Source document:
/---
Wednesday, 22 July 2009 Irene Klotz
The smash - captured here in a NASA image - was first noticed by an Australian amateur astronomer (Source: NASA/JPL/Infrared Telescope Facility)
Click to view image: 'The smash - captured here in a NASA image'
Fifteen years after being battered by Comet Shoemaker-Levy, Jupiter has drawn the fire of another renegade body.
A dark scar near the planet's southern polar region, first noticed by an amateur astronomer in Australia, is believed to have been caused by a comet crashing into the giant planet.
Infrared images taken by a NASA telescope on Mauna Kea, Hawaii, show a dark scar-like patch and a bright shower of debris particles in the planet's upper atmosphere.
The impact site also shows a warming in the planet's troposphere, and possibly higher levels of ammonia gas.
"On Friday night I was imaging the same area that I was imaging Sunday night so I could tell pretty quickly when I saw this black mark coming into view that it was something that wasn't there when I last looked two days before," says amateur astronomer Anthony Wesley, who discovered the crash site on July 19 from outside his home observatory near Murrumbateman, NSW Australia.
Wesley also watched the 1994 impact of Comet Shoemaker-Levy 9 on Jupiter, which was in a temporary orbit around the planet before it broke apart, giving observers nine months to a year advance notice.
"We saw visually the huge fireball that came up over the limb of Jupiter when that major [Shoemaker-Levy] fragment hit ... It showed up as a white star right next to Jupiter, but of course in reality it was a huge fireball happening," says Wesley.
\---
Dataset:
/---
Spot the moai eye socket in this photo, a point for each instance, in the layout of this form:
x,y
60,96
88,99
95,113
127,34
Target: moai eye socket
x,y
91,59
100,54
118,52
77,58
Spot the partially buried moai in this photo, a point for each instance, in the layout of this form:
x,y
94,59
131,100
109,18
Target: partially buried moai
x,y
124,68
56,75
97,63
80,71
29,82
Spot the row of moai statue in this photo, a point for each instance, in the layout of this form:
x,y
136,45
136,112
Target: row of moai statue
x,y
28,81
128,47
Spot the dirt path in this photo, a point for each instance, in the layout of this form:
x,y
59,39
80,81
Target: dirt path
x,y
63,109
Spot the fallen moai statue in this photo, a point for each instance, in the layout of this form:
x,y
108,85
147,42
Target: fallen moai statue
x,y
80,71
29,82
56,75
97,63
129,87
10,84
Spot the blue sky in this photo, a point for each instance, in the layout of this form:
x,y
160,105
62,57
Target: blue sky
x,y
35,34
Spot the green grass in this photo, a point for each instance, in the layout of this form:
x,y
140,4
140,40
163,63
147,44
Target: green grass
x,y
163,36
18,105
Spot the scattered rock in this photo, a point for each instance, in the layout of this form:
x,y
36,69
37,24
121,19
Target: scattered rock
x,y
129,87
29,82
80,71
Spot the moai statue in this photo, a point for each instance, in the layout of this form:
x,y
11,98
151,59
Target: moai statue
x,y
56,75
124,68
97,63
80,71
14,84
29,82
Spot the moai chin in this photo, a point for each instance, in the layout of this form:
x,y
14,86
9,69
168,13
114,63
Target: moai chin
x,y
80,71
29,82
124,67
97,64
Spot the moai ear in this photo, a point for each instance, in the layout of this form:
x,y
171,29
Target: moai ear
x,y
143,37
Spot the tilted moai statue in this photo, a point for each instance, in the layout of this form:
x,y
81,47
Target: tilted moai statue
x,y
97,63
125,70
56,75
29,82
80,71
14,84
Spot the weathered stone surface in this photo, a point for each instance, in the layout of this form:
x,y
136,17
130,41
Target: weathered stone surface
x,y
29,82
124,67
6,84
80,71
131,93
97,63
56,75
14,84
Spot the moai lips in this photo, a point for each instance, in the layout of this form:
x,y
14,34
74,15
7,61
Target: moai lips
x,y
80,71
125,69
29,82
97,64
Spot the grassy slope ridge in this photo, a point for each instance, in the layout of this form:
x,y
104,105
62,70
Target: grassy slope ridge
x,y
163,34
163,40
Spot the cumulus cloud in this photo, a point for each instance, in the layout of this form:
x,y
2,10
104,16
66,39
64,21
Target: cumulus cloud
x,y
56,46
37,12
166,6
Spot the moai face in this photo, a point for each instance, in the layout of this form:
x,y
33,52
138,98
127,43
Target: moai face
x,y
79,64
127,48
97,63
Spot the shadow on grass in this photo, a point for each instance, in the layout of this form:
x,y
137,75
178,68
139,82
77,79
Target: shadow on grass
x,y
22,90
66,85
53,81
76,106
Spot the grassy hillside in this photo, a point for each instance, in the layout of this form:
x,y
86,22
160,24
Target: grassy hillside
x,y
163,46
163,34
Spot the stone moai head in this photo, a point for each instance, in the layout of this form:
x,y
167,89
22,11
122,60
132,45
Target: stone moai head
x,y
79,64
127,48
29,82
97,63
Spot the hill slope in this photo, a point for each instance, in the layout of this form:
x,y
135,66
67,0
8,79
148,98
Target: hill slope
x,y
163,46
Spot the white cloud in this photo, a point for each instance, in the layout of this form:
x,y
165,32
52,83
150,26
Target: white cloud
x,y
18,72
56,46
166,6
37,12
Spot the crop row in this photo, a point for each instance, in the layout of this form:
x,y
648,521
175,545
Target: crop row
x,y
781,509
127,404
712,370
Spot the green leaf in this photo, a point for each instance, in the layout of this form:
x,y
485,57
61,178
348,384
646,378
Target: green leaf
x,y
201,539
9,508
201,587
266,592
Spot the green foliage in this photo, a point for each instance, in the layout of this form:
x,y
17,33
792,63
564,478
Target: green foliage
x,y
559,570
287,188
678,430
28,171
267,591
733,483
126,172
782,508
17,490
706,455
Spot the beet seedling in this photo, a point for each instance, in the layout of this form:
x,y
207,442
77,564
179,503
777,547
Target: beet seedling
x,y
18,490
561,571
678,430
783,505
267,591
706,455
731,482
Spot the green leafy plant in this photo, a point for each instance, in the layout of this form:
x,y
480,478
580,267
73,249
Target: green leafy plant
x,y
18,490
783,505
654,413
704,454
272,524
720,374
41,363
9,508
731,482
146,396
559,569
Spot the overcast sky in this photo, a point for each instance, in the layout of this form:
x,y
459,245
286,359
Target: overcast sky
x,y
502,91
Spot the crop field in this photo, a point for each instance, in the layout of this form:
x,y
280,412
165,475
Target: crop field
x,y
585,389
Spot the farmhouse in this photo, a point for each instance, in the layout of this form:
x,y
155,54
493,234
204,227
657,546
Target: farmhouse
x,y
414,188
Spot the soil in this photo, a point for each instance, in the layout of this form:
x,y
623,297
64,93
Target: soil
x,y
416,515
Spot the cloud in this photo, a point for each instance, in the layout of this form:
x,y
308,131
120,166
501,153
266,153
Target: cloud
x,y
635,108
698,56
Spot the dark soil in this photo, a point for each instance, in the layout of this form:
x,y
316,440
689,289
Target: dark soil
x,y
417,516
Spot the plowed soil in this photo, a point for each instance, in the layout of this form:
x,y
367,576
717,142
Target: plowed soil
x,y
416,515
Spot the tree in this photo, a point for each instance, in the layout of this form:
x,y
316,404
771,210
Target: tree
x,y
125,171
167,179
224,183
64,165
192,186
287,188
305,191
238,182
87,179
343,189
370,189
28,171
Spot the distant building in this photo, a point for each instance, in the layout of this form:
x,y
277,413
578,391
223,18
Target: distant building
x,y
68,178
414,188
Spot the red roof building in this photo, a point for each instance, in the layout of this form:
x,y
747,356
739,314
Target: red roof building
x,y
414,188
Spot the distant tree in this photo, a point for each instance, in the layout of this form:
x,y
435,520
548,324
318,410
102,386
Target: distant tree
\---
Given problem:
In the article about the Jupiter impact, where is the NASA telescope that took the infrared images?

Exercise result:
On Mauna Kea, Hawaii.